— START Items —

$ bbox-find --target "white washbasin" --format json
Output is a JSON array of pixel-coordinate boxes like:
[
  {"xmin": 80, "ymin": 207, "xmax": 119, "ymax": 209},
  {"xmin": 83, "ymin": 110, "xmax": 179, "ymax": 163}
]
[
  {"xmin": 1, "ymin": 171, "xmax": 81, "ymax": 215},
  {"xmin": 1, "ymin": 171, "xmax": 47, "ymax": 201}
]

— END Items —

# Problem to solve
Rewrite the entries above as a JSON list of strings, with one string for each line and no blank lines.

# Written response
[
  "$ bbox-find --target \"white washbasin\" --format json",
  "Output is a JSON array of pixel-coordinate boxes like:",
  "[",
  "  {\"xmin\": 80, \"ymin\": 207, \"xmax\": 119, \"ymax\": 209},",
  "  {\"xmin\": 83, \"ymin\": 110, \"xmax\": 179, \"ymax\": 163}",
  "]",
  "[",
  "  {\"xmin\": 1, \"ymin\": 171, \"xmax\": 81, \"ymax\": 215},",
  "  {\"xmin\": 1, \"ymin\": 171, \"xmax\": 47, \"ymax\": 201}",
  "]"
]